The standard C library defined by POSIX reflects the internal design of Unix file systems without hiding its flaws. Consequence: internally non-obvious operations have non-obvious solutions, and non-solutions that are as tempting to use as a chocolate cookie (up until your tongue warns you that it was in fact raisins).

The most critical interface for file operations is open. It returns a file descriptor to operate the file. It takes a handful of required flags and a ton of optional ones. Most famous amongst the required ones are O_RDONLY if you will only read, O_WRONLY if you don’t feel like reading anymore, and O_RDWR if you hate picking a side.

Among the optional flags, O_CREAT creates the file automatically if it doesn’t exist, O_TRUNC empties the file, and O_APPEND forces you to write only at the end. (What a coincidence that appending is both fast in file systems and has a shortcut!)
○ ○ ○ ○
### [Set of tasks]
**A)** For each statement about the passage on POSIX file operations above, answer yes or no and quote the words of the passage that decide it. (i) The open interface returns a file descriptor. (ii) O_TRUNC creates the file if it doesn't exist. (iii) O_RDWR is one of the required flags.
**B)** In two sentences, summarize the passage on POSIX file operations above.
**C)** From the passage on POSIX file operations above, return the part starting with "The standard C" and going on through "in fact raisins).", word for word.
○ ○ ○ ○
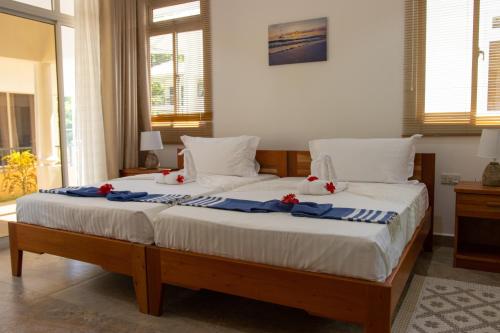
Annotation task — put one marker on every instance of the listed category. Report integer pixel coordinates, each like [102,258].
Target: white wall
[358,92]
[18,76]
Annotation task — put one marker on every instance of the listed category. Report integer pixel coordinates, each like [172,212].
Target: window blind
[452,66]
[180,68]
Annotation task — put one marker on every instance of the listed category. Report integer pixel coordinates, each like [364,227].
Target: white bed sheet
[129,221]
[362,250]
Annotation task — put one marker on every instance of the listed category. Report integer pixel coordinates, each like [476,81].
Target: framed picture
[297,42]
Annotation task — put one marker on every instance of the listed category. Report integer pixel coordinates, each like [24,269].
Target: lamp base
[152,161]
[491,174]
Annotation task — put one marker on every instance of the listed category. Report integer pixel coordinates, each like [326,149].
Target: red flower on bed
[312,178]
[105,189]
[330,187]
[290,199]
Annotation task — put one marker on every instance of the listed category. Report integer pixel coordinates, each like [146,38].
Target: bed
[113,235]
[259,256]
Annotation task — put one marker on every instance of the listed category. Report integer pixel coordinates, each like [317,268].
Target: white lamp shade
[151,140]
[489,146]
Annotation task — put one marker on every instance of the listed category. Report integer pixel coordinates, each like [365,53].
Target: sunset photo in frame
[298,42]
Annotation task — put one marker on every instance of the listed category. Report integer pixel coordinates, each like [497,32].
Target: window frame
[416,120]
[55,17]
[174,27]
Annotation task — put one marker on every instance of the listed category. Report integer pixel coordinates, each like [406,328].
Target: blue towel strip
[122,196]
[303,209]
[76,191]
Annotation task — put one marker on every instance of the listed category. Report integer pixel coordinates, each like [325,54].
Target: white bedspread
[355,249]
[129,221]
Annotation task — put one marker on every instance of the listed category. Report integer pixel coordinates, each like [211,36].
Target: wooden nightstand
[477,227]
[140,171]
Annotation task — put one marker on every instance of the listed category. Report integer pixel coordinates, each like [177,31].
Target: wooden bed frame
[113,255]
[371,304]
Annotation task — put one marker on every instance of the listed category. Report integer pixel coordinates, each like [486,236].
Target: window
[452,66]
[17,125]
[176,11]
[45,4]
[179,51]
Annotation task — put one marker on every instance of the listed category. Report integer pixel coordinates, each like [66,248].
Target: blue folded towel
[168,199]
[361,215]
[303,209]
[239,205]
[310,209]
[75,191]
[122,196]
[88,192]
[125,195]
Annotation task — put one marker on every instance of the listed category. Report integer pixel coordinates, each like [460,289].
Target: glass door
[30,144]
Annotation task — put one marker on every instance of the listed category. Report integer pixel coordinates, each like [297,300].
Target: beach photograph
[298,42]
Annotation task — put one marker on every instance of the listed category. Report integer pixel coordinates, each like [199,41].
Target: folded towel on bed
[302,209]
[238,205]
[76,191]
[315,186]
[346,214]
[172,178]
[168,199]
[125,195]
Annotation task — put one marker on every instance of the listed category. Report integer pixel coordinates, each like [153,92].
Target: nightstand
[477,227]
[140,171]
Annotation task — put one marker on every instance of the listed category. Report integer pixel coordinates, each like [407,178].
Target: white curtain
[88,126]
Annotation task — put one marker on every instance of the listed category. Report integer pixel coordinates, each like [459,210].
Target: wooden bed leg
[379,317]
[16,255]
[155,286]
[139,276]
[429,240]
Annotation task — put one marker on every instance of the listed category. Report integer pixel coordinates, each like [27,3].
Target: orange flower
[330,187]
[290,199]
[105,189]
[180,179]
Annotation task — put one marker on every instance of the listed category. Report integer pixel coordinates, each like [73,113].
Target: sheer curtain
[89,127]
[125,80]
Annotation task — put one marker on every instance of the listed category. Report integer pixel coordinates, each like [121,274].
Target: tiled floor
[60,295]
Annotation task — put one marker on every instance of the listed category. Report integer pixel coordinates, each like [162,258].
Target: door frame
[58,20]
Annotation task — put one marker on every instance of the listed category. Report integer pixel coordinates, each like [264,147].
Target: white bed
[129,221]
[355,249]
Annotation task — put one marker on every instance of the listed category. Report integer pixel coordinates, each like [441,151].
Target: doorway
[30,143]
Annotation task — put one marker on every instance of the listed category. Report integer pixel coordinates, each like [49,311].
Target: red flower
[330,187]
[290,199]
[105,189]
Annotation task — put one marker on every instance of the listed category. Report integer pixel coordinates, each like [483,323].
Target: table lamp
[150,141]
[489,147]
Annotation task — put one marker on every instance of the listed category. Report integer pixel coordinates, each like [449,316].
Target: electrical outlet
[450,178]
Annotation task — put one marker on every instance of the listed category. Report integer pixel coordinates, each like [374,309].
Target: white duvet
[362,250]
[129,221]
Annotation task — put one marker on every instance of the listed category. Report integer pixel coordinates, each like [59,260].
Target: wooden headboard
[299,165]
[272,162]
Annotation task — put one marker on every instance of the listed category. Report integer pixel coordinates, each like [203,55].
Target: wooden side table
[140,171]
[477,227]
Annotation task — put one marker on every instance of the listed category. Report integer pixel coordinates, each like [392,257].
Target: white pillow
[233,156]
[364,160]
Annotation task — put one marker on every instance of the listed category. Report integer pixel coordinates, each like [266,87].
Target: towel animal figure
[172,178]
[312,185]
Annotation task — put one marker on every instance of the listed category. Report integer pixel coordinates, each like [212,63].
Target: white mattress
[362,250]
[129,221]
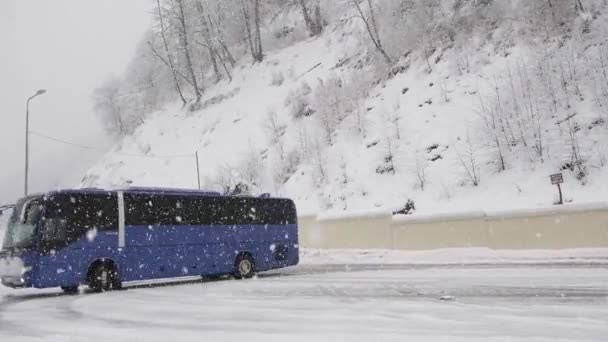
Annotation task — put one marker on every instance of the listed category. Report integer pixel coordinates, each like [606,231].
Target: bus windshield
[21,229]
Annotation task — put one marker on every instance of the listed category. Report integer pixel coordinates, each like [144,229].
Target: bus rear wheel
[245,266]
[104,278]
[70,289]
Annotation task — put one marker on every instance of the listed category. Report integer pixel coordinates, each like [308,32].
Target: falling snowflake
[92,234]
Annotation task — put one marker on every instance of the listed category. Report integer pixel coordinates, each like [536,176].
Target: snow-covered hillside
[3,221]
[479,124]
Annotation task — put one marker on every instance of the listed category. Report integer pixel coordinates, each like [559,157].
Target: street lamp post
[27,138]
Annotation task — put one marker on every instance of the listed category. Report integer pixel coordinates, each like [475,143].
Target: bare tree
[168,59]
[314,26]
[209,43]
[420,170]
[276,131]
[468,161]
[372,28]
[106,101]
[254,37]
[183,34]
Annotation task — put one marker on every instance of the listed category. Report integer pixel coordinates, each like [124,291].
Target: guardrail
[6,207]
[568,226]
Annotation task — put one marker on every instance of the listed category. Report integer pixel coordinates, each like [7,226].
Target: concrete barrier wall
[554,228]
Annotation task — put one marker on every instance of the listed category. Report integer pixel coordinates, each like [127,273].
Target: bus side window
[54,229]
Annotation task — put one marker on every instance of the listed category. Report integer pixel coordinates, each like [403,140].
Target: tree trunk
[314,26]
[210,45]
[219,34]
[579,6]
[374,37]
[259,52]
[247,22]
[169,57]
[189,66]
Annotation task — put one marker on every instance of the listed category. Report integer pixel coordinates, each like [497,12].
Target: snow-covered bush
[298,101]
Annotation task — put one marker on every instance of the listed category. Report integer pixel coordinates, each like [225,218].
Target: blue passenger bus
[106,238]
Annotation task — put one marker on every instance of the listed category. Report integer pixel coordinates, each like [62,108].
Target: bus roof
[137,189]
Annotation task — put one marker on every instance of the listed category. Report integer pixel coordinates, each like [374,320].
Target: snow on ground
[342,296]
[317,304]
[455,256]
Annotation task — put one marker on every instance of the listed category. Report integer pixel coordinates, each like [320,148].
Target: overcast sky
[67,47]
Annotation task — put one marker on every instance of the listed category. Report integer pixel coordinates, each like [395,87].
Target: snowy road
[331,303]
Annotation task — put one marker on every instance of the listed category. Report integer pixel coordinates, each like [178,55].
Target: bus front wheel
[70,289]
[103,277]
[245,266]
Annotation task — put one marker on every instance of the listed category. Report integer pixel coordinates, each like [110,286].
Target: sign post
[558,179]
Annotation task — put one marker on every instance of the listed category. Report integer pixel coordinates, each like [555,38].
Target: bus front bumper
[14,282]
[13,272]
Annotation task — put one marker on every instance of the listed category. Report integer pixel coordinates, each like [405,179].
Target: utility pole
[27,139]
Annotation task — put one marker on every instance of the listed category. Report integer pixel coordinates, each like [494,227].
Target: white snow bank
[468,215]
[11,267]
[456,256]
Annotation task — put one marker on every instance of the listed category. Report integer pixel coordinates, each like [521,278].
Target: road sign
[557,178]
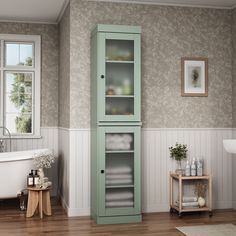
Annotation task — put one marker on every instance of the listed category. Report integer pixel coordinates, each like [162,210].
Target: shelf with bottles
[119,50]
[188,198]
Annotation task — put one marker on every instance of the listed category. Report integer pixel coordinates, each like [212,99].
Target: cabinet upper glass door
[120,90]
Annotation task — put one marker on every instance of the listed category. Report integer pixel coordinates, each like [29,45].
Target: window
[20,85]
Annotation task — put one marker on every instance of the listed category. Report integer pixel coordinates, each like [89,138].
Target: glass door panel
[120,77]
[119,50]
[119,169]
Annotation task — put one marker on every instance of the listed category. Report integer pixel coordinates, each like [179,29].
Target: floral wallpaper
[234,66]
[64,70]
[168,33]
[49,70]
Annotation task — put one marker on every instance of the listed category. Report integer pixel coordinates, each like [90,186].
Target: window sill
[23,137]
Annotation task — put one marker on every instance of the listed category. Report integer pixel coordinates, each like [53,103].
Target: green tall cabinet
[115,124]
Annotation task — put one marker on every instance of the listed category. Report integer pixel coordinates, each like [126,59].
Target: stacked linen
[189,202]
[119,175]
[120,198]
[118,141]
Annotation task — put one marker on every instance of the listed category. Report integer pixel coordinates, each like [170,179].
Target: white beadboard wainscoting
[234,173]
[49,139]
[74,147]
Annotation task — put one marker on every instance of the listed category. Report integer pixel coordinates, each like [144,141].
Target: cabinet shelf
[120,186]
[118,61]
[120,151]
[119,96]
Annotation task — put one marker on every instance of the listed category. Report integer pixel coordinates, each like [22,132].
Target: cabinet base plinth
[118,219]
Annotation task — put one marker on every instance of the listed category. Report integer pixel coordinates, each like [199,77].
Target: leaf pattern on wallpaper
[168,33]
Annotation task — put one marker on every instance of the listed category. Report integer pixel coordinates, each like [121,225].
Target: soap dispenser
[193,168]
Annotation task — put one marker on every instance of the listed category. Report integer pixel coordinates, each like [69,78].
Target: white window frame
[35,69]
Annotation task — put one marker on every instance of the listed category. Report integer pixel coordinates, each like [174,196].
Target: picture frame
[194,77]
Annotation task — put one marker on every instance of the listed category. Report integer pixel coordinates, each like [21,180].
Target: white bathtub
[14,168]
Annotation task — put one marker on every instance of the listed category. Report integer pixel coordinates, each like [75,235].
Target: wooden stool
[40,198]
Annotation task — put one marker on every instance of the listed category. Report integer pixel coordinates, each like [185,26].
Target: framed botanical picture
[194,77]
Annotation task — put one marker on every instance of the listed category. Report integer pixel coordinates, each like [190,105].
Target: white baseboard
[222,205]
[78,212]
[156,208]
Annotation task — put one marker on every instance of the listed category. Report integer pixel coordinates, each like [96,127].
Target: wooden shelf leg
[40,204]
[33,201]
[47,203]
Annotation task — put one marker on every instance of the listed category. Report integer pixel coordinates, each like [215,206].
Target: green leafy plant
[179,152]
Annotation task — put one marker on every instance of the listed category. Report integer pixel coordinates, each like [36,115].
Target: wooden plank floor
[13,222]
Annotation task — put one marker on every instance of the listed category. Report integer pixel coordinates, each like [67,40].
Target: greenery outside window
[20,85]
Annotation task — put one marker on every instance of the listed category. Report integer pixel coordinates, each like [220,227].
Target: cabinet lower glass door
[119,178]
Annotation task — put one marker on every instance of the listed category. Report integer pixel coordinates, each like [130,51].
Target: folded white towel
[113,196]
[189,199]
[119,170]
[118,176]
[118,141]
[119,181]
[118,146]
[188,204]
[120,204]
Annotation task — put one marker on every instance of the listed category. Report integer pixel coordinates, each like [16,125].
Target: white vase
[41,173]
[201,202]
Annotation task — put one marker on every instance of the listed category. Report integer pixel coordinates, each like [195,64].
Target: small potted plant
[179,153]
[42,160]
○ ○ ○ ○
### [Results in order]
**A)**
(i) Yes: "It returns a file descriptor to operate the file."
(ii) No: "O_CREAT creates the file automatically if it doesn’t exist, O_TRUNC empties the file"
(iii) Yes: "Most famous amongst the required ones are O_RDONLY if you will only read, O_WRONLY if you don’t feel like reading anymore, and O_RDWR if you hate picking a side."

**B)** The POSIX standard C library reflects the internal design of Unix file systems without hiding its flaws, so internally non-obvious operations have non-obvious solutions. Its key interface, open, returns a file descriptor and takes required flags such as O_RDONLY, O_WRONLY and O_RDWR, along with optional ones such as O_CREAT, O_TRUNC and O_APPEND.

**C)**
The standard C library defined by POSIX reflects the internal design of Unix file systems without hiding its flaws. Consequence: internally non-obvious operations have non-obvious solutions, and non-solutions that are as tempting to use as a chocolate cookie (up until your tongue warns you that it was in fact raisins).